* Extract:
--- START ---

If the ability-to-pay statute does not apply to all of the amounts for which appellant's community supervision was revoked, then the court of appeals must consider whether common law would apply to those amounts not statutorily enumerated and, in either event, whether a plea of true waives or forfeits appellant's sufficiency challenge.
3. Texas Common Law
In the event that the court of appeals determines that the ability-to-pay statute does not apply to all of the unpaid amounts, the court may need to determine whether Texas common law would apply to the remaining unpaid amounts to which the statute does not apply.
Applicable common law has varied over the past fifty years. Prior to the 1977 codification of the law pertaining to revocation proceedings involving failure to make required payments, this Court, in reviewing a sufficiency challenge to revocation based on failure to pay, routinely held that the evidence must show (1) that a defendant was able to pay and (2) that he had acted intentionally. See Whitehead v. State, 556 S.W.2d 802, 805 (Tex. Crim. App. 1977) ("[A]bsent a showing of a probationer's ability to make the restitution payments, and that his failure was intentional, it is an abuse of discretion for a court to revoke probation on this failure to make payments."); see also McKnight v. State, 409 S.W.2d 858, 859-860 (Tex. Crim. App. 1966) (enforcing these common-law requirements); Taylor v. State, 353 S.W.2d 422, 424 (Tex. Crim. App. 1962) (same).

--- END ---

* Task prompt:
Return the court opinion passage verbatim, from "Applicable common law" up to and including "App. 1962) (same).".

* Record set:
--- START ---

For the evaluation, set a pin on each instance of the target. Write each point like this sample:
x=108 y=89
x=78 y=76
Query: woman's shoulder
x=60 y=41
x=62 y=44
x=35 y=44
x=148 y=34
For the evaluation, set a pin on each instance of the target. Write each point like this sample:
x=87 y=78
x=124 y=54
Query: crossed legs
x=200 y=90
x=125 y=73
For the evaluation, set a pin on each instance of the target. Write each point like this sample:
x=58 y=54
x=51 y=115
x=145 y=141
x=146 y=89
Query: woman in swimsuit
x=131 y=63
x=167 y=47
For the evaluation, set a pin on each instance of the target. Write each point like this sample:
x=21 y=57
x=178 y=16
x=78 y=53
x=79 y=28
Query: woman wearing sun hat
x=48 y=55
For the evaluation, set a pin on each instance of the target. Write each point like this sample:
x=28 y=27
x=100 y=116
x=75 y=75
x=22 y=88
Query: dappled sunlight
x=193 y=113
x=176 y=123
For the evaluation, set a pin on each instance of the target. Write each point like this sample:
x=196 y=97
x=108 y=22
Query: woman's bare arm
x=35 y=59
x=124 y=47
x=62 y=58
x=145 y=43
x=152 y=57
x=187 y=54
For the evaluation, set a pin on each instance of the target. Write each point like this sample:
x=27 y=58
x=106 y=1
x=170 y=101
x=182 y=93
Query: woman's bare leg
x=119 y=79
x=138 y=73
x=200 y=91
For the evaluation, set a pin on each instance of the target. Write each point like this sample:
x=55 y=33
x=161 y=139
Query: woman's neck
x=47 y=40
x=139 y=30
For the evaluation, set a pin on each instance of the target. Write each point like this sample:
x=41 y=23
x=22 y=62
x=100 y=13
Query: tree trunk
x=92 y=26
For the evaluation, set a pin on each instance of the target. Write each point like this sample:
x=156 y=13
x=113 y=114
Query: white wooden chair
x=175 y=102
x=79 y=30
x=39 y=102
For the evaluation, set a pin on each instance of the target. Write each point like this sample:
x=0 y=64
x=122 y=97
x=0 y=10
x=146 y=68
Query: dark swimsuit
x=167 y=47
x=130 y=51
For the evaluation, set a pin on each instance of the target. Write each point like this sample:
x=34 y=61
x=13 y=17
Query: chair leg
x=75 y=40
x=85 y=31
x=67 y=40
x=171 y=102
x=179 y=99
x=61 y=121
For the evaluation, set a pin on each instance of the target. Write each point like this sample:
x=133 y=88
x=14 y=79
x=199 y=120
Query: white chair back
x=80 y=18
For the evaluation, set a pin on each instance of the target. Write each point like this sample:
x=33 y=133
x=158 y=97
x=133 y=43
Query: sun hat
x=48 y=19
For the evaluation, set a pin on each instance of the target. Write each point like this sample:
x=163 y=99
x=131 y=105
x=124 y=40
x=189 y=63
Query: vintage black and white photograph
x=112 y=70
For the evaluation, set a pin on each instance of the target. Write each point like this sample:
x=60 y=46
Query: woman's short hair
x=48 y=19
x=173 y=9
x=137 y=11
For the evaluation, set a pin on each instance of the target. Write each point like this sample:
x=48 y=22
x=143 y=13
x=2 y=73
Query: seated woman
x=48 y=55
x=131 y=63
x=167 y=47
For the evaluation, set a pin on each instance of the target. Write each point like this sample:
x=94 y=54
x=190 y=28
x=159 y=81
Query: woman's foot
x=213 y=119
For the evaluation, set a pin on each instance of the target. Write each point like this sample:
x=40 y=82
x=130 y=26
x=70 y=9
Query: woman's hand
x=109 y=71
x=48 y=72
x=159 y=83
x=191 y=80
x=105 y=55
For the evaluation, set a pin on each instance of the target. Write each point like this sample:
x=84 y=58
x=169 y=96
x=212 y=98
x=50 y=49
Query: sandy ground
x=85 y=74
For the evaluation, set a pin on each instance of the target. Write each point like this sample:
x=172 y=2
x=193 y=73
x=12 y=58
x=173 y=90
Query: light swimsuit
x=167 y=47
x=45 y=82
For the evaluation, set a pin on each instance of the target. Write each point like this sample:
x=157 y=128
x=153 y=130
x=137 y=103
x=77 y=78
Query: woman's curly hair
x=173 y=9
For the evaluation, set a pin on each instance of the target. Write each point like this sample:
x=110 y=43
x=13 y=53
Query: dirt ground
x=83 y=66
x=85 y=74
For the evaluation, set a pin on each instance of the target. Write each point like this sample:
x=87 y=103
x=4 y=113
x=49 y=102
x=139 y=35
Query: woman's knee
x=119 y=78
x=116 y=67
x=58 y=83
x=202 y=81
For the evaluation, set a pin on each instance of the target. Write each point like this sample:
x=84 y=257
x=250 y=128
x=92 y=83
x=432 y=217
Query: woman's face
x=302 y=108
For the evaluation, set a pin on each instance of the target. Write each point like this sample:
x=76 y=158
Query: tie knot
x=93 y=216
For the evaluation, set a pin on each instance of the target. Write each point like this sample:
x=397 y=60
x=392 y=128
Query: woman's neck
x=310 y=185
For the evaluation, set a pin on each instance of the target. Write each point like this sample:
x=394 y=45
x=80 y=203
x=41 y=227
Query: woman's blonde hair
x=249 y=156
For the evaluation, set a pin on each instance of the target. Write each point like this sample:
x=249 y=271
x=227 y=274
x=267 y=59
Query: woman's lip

--- END ---

* Completed task:
Applicable common law has varied over the past fifty years. Prior to the 1977 codification of the law pertaining to revocation proceedings involving failure to make required payments, this Court, in reviewing a sufficiency challenge to revocation based on failure to pay, routinely held that the evidence must show (1) that a defendant was able to pay and (2) that he had acted intentionally. See Whitehead v. State, 556 S.W.2d 802, 805 (Tex. Crim. App. 1977) ("[A]bsent a showing of a probationer's ability to make the restitution payments, and that his failure was intentional, it is an abuse of discretion for a court to revoke probation on this failure to make payments."); see also McKnight v. State, 409 S.W.2d 858, 859-860 (Tex. Crim. App. 1966) (enforcing these common-law requirements); Taylor v. State, 353 S.W.2d 422, 424 (Tex. Crim. App. 1962) (same).